## PASSAGE SHOWN

--------------------------------------------------

Report recommends overhaul of CanCon rules
OTTAWA (CP) -- Canadian content rules in film and television need a dramatic overhaul and should be centralized under one federal organization, says a report commissioned by the Heritage Department.
The convoluted points system to determine Canadian content has remained relatively unchanged for 30 years and is frequently working at cross-purposes, says the report by Francois Macerola.
"The federal government's film and television policy infrastructure is fragmented and, as a result, it lacks coherence, synergy and transparency," says the report released Tuesday.
Macerola recommends replacing the points system with one based more heavily upon creative expenditures, including weighted categories for money spent on authors, creative collaborators, performers and technicians.
Productions should be elegible for greater tax and direct government support as their Canadian content increases.
Canadian ownship rules should remain and new rules be enacted requiring that the top three creative positions of any production -- writer, director and lead performer -- be Canadian, subject to a series of options "providing the necessary flexibility for producers."
Subject matter should be left solely to the creators of a production, Macerola recommends.
He also would like an exemption on the rule limiting TV advertising to 12 minutes per hour that would permit extra ads promoting Canadian feature films.
This is the fourth report released this year on the state of the Canadian television industry and even industry players appear swamped by the deluge.

--------------------------------------------------

## RECORDS SHOWN
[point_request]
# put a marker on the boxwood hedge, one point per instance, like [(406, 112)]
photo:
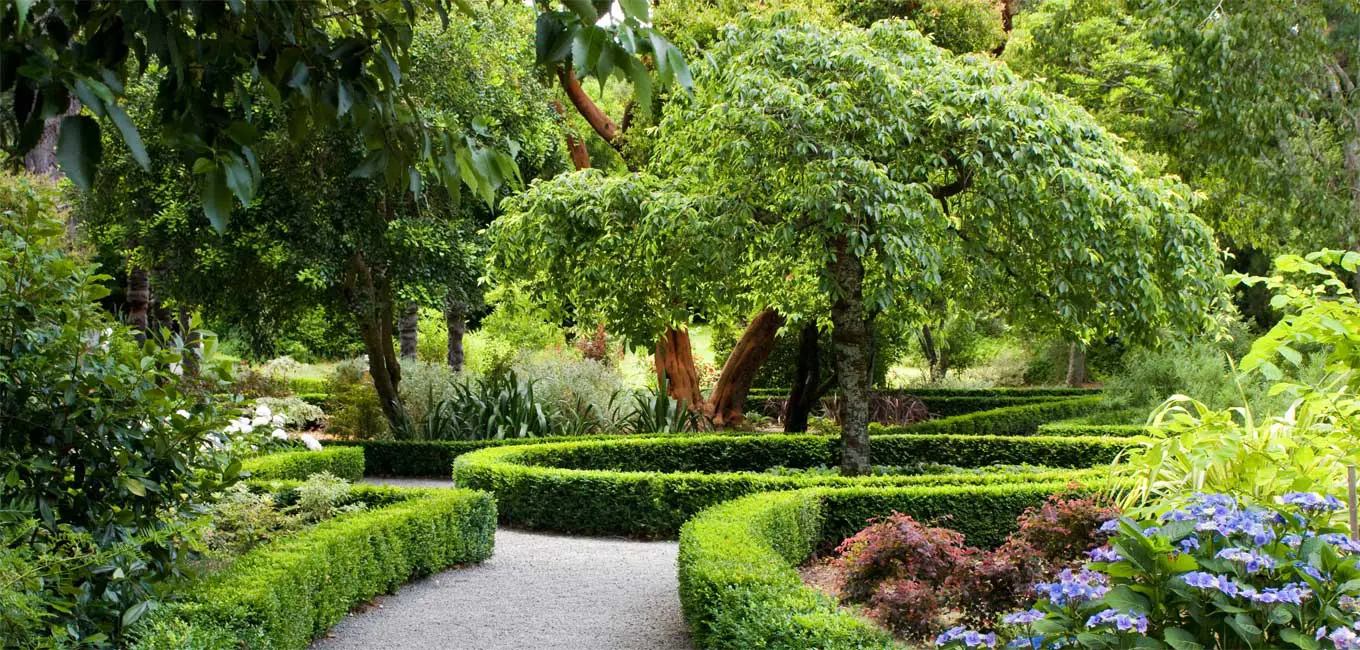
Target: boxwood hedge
[(433, 458), (739, 579), (649, 487), (291, 590), (346, 463)]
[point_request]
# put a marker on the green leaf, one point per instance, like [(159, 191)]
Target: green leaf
[(79, 150), (216, 200), (129, 135)]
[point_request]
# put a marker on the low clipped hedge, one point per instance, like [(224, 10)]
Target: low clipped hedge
[(346, 463), (291, 590), (434, 458), (1023, 419), (649, 487), (739, 579), (1087, 430)]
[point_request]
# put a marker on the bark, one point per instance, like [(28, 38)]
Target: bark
[(1076, 365), (408, 331), (852, 361), (729, 397), (457, 322), (589, 110), (675, 361), (575, 146), (139, 302), (42, 157), (804, 396)]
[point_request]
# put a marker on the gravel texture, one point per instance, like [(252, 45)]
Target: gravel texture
[(536, 592)]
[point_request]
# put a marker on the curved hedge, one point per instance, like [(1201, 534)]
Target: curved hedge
[(291, 590), (346, 463), (739, 579), (648, 487)]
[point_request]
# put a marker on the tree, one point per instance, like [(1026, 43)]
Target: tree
[(335, 64), (864, 161)]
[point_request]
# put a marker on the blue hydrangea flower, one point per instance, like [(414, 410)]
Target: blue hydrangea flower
[(1023, 618), (1073, 588), (1122, 622), (1105, 554), (1253, 560)]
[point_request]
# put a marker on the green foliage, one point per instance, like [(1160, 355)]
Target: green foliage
[(648, 487), (344, 463), (105, 452), (739, 584), (959, 26), (291, 590)]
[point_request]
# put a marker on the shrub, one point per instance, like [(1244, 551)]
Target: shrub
[(291, 590), (1212, 573), (104, 448), (344, 463)]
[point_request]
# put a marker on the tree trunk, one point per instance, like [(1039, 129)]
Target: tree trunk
[(1076, 365), (139, 302), (804, 396), (457, 322), (675, 361), (42, 157), (729, 397), (852, 344), (575, 146), (408, 331)]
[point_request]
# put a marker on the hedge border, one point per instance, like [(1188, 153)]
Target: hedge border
[(737, 565), (344, 463), (434, 458), (589, 497), (291, 590)]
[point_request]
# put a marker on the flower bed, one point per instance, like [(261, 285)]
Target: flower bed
[(649, 487), (739, 579), (291, 590)]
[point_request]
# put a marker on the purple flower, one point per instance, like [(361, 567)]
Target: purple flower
[(1313, 502), (1105, 554), (1023, 618), (1253, 560), (1073, 588), (1122, 622), (970, 638)]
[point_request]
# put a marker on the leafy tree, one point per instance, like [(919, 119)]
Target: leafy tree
[(335, 64), (871, 161)]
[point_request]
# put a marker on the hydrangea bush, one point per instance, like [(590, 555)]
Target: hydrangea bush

--------------------------------------------------

## WHAT YOU HAVE TO DO
In the news report on Canadian content rules, translate this sentence into Spanish: "Subject matter should be left solely to the creators of a production, Macerola recommends."

## REPLY TO THE EXERCISE
El tema debería dejarse únicamente en manos de los creadores de una producción, recomienda Macerola.